## RECORDS SUPPLIED
○ ○ ○

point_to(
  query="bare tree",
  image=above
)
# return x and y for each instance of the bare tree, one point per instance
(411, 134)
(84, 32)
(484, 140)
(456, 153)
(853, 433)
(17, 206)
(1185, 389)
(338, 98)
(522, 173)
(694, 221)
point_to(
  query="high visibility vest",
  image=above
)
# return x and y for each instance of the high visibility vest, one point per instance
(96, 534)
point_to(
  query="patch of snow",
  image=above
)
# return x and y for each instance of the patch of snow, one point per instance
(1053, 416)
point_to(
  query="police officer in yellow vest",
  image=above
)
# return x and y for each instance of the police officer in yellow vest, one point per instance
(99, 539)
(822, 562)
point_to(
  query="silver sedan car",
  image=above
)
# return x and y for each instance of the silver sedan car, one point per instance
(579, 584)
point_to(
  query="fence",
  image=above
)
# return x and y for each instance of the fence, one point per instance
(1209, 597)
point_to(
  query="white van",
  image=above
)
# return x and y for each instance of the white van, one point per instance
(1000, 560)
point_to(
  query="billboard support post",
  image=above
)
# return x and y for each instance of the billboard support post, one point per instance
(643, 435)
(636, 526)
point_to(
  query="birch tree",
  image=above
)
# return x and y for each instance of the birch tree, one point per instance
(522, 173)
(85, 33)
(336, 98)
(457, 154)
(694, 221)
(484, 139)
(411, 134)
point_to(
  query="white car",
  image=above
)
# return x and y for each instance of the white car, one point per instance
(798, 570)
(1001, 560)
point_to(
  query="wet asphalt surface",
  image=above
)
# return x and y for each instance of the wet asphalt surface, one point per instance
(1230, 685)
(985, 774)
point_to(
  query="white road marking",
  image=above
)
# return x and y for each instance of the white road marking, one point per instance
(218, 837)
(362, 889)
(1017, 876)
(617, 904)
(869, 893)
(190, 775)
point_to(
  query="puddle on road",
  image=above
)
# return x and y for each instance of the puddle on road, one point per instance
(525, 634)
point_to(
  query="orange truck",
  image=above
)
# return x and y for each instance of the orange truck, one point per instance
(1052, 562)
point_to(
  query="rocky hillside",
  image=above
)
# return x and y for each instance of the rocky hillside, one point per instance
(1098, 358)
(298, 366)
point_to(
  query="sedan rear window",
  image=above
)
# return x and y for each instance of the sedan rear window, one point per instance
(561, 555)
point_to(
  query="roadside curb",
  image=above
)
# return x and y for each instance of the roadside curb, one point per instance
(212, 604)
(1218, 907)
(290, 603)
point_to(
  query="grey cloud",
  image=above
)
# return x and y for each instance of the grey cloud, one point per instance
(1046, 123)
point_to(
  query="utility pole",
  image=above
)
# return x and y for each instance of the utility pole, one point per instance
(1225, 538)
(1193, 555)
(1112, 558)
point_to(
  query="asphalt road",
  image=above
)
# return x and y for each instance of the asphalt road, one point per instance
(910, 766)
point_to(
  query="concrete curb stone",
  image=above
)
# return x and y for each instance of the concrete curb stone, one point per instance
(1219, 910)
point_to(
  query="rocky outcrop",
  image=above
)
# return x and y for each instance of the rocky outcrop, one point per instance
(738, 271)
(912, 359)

○ ○ ○

## AIM OF THE TASK
Would you give the material above again, complete and exact?

## ANSWER
point_to(
  query="bare tree",
  image=above
)
# return x and y for each instance of the bare tree, one point per instance
(411, 134)
(84, 32)
(484, 140)
(456, 153)
(853, 433)
(17, 206)
(1185, 389)
(338, 98)
(522, 173)
(694, 221)
point_to(
  query="high visibility vest",
  image=above
)
# return x and y for each instance of the high visibility vest, one point per instance
(96, 534)
point_to(
  query="patch of snow",
  image=above
)
# return x and y for each instance of the patch of snow, one point per instance
(1053, 416)
point_to(
  query="police officer in yellow vest",
  image=above
)
# return x and y for each instance of the police officer in yellow vest, one point per instance
(99, 539)
(822, 562)
point_to(
  query="silver sedan car",
  image=above
)
# return x and y for each instance of the silver sedan car, one point per instance
(579, 584)
point_to(
  query="fence",
  image=above
)
# return x and y for each instance of the fence, one point per instance
(1209, 597)
point_to(
  query="white van",
  image=above
)
# return x and y for each instance of the white van, one point per instance
(1000, 560)
point_to(
  query="billboard support post",
  image=above
)
# return x and y for each instance of the billboard support post, one point per instance
(643, 435)
(636, 526)
point_to(
  query="birch tree",
  image=above
)
# return x and y for each instance of the birch tree, one point per instance
(522, 173)
(85, 33)
(336, 98)
(457, 154)
(694, 221)
(484, 139)
(411, 134)
point_to(
  query="white car",
  image=above
)
# return x and y for each instance of the white car, one point per instance
(798, 570)
(1001, 560)
point_to(
  query="wet asphalt surface",
  image=above
)
# return x and y for each instance of the wet asphalt surface, one point per instance
(1230, 685)
(985, 774)
point_to(
  query="white road marking",
  image=above
)
# return x and y for each instance of the white road marking, one point per instance
(218, 837)
(362, 889)
(1017, 876)
(617, 904)
(869, 893)
(190, 775)
point_to(
  query="puddle on road",
  image=above
)
# return x and y for each instance of the puddle on road, one point per instance
(525, 634)
point_to(
  query="orange truck",
  image=above
)
# return x and y for each instance of the orange truck, one point per instance
(1052, 562)
point_to(
  query="rocky hillside",
  image=above
)
# return x and y for each instance of the rocky hillside, one point per instance
(1098, 358)
(298, 366)
point_to(
  query="sedan rear window",
  image=above
)
# return x and y for each instance of the sedan rear window, one point per instance
(561, 555)
point_to(
  query="roadside curb",
  image=above
)
# return x and y for each instance of the roadside curb, one point per instance
(212, 604)
(1218, 907)
(290, 603)
point_to(
  query="grey cloud",
  image=above
)
# return x and y for each instance of the grey cloud, one point per instance
(1046, 123)
point_to(
  query="utility pole",
  image=above
)
# return x and y for each instance of the utility pole, one point per instance
(1225, 538)
(1193, 555)
(1112, 558)
point_to(
  query="asphalt road",
  image=above
)
# return x and y for each instance of the asphalt road, one point per instance
(910, 766)
point_to(
  query="concrete curb stone",
  image=above
)
# return x and y for each instance of the concrete curb stone, one point per instance
(1219, 910)
point_to(
  query="rocky outcrop",
  image=above
)
# return x and y for each instance of the rocky outcrop, one point per instance
(738, 271)
(912, 359)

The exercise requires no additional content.